Point localization data
>>>>

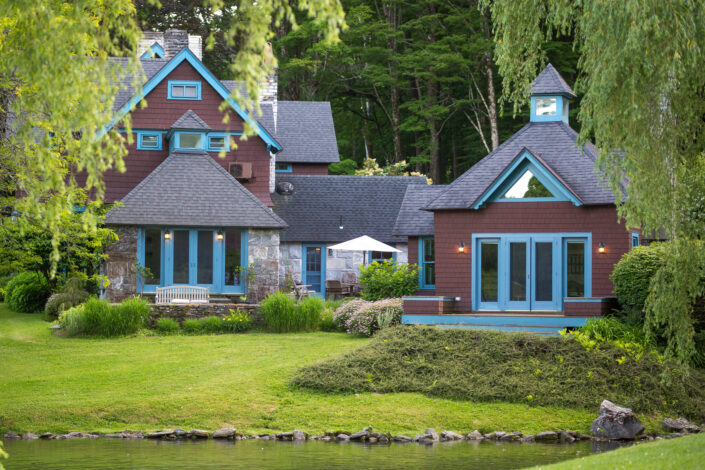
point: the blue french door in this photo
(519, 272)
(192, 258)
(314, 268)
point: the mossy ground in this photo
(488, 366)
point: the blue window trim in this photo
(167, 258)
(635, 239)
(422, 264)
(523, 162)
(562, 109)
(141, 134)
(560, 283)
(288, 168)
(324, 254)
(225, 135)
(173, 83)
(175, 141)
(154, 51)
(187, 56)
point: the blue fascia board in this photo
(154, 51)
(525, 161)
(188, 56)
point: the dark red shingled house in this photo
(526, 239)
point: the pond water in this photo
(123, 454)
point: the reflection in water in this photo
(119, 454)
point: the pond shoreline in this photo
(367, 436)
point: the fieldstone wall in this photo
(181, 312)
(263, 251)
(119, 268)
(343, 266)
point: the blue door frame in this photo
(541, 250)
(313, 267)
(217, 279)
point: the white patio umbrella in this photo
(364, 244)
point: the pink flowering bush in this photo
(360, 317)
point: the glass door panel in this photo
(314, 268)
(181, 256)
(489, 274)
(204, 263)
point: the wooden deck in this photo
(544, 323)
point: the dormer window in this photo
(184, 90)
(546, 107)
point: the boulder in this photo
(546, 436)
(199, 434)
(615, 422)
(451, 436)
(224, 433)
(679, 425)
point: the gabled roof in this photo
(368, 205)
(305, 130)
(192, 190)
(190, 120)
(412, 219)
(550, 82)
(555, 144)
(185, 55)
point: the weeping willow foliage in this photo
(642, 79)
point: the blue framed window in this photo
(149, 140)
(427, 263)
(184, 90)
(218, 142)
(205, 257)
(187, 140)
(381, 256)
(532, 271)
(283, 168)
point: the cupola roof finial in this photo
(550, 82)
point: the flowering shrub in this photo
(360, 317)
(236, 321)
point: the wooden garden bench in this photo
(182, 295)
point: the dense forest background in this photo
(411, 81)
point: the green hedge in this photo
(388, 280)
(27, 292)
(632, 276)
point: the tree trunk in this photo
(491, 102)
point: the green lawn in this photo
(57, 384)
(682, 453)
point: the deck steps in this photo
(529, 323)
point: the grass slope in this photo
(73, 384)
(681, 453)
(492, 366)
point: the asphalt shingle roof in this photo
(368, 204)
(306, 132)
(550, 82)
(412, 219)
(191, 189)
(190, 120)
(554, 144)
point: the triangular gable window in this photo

<<<<
>>>>

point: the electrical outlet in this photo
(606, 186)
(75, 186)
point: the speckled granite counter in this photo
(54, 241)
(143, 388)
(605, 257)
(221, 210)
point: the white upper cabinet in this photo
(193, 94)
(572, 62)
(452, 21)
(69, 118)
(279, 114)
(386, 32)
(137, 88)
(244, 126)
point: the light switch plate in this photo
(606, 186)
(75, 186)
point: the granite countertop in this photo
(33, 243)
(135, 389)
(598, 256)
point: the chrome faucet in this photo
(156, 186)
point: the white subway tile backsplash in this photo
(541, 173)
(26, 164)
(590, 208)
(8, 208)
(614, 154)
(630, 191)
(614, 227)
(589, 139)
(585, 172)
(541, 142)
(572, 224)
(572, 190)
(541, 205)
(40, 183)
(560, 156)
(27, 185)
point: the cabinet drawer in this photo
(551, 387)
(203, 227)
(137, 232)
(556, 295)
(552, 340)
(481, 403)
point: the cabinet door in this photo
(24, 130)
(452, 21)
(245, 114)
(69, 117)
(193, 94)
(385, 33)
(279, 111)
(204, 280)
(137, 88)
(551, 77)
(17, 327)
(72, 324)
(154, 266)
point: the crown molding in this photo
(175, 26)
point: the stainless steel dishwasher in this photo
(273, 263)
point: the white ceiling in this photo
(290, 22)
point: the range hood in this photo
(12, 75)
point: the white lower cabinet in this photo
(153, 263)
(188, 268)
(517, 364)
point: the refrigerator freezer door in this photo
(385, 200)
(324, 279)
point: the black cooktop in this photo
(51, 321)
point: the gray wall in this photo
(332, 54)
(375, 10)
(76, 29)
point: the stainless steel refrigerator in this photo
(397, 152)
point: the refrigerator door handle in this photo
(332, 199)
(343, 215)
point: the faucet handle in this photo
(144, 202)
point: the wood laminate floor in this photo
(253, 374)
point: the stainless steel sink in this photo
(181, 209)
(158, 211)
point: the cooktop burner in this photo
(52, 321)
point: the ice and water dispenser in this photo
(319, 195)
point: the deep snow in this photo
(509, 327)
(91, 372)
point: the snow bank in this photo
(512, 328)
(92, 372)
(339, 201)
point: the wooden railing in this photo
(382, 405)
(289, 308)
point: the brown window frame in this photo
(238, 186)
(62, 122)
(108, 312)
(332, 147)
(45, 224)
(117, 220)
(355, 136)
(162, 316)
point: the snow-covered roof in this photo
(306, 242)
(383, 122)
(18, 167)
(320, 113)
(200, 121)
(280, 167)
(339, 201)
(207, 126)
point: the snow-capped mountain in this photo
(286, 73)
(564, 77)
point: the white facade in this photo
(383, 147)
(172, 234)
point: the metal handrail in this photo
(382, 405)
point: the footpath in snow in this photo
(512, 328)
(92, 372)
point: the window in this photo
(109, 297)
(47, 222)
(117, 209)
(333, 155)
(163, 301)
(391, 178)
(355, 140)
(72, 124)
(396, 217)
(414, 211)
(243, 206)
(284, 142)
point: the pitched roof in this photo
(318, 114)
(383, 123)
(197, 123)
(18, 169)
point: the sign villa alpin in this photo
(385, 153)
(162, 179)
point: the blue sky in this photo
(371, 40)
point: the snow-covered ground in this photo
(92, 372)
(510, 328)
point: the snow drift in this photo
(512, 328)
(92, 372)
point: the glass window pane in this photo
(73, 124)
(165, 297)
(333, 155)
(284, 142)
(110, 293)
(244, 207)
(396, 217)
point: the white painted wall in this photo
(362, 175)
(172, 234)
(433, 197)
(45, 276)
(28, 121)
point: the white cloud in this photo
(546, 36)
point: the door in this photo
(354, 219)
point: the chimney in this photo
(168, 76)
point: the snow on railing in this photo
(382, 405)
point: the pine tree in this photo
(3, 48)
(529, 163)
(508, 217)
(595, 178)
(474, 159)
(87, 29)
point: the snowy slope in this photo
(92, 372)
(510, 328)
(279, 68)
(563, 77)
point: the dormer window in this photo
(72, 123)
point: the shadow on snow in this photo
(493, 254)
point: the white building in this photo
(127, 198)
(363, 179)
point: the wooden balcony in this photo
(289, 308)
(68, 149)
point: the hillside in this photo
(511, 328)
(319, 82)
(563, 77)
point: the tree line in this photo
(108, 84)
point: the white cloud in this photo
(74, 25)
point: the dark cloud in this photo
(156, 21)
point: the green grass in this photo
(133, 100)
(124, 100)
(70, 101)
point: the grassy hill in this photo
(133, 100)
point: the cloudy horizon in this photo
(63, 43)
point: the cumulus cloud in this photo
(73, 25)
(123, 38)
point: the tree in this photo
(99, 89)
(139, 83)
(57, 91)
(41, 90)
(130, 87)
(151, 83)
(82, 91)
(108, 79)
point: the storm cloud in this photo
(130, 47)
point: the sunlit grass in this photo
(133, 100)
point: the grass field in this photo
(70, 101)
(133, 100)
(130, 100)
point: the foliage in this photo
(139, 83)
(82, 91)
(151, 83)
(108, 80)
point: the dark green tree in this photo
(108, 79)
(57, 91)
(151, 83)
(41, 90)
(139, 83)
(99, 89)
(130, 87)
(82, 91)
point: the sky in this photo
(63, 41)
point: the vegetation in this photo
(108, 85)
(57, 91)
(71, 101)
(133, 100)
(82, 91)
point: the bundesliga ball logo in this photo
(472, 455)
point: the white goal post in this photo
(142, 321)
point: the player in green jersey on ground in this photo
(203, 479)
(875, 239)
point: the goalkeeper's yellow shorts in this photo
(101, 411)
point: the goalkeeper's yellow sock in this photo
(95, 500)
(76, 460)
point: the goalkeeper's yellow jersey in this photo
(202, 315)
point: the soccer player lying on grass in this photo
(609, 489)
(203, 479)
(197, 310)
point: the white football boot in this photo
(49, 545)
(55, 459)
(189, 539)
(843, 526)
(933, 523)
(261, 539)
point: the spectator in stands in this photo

<<<<
>>>>

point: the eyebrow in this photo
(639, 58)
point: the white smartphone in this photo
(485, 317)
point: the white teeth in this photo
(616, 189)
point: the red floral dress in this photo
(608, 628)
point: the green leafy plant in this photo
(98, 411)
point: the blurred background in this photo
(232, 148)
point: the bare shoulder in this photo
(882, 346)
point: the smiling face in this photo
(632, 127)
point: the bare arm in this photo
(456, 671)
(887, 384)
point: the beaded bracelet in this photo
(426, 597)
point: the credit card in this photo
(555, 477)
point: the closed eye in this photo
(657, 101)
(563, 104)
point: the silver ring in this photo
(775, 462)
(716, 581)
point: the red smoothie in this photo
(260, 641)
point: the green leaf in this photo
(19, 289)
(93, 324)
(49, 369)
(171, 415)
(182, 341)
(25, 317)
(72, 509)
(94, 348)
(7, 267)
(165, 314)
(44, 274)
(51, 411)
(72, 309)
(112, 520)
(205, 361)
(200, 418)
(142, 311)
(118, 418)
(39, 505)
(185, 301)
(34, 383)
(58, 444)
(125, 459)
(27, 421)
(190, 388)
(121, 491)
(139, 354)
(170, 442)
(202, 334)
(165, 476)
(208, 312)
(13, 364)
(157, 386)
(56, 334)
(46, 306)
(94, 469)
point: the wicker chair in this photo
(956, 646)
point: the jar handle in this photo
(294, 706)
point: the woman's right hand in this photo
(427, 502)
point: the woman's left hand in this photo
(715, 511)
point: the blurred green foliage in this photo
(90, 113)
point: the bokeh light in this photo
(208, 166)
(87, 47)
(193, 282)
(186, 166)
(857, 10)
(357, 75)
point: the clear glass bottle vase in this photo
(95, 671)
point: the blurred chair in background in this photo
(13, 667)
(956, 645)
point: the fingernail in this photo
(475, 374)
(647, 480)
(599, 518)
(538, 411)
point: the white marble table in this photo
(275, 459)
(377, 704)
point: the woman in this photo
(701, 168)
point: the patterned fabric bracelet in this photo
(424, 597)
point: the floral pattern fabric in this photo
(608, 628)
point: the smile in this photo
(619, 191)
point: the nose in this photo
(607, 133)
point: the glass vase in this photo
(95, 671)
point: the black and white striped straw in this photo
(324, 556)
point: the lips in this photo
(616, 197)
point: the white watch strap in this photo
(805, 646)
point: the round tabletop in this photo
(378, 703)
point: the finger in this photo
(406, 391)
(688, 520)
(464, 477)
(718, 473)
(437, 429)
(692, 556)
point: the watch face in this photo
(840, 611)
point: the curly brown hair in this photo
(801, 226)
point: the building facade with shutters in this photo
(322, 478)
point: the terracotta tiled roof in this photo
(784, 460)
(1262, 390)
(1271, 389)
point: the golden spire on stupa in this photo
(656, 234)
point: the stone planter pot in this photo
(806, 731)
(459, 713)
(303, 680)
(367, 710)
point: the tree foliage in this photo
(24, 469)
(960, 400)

<<<<

**Task**
Would you copy, unchanged, the stretch of the records above that begins at the line containing "point: the green hedge in this photo" and ends at the line containing "point: the triangular", and only that?

**Solution to this task**
point: the green hedge in this photo
(388, 280)
(27, 292)
(632, 276)
point: the tree trunk in this photo
(491, 102)
point: the green lawn in this photo
(57, 384)
(682, 453)
point: the deck steps in this photo
(529, 323)
point: the grass slope in this photo
(73, 384)
(681, 453)
(492, 366)
point: the asphalt shingle roof in this photo
(368, 204)
(306, 132)
(550, 82)
(412, 219)
(191, 189)
(190, 120)
(554, 144)
point: the triangular gable window in this photo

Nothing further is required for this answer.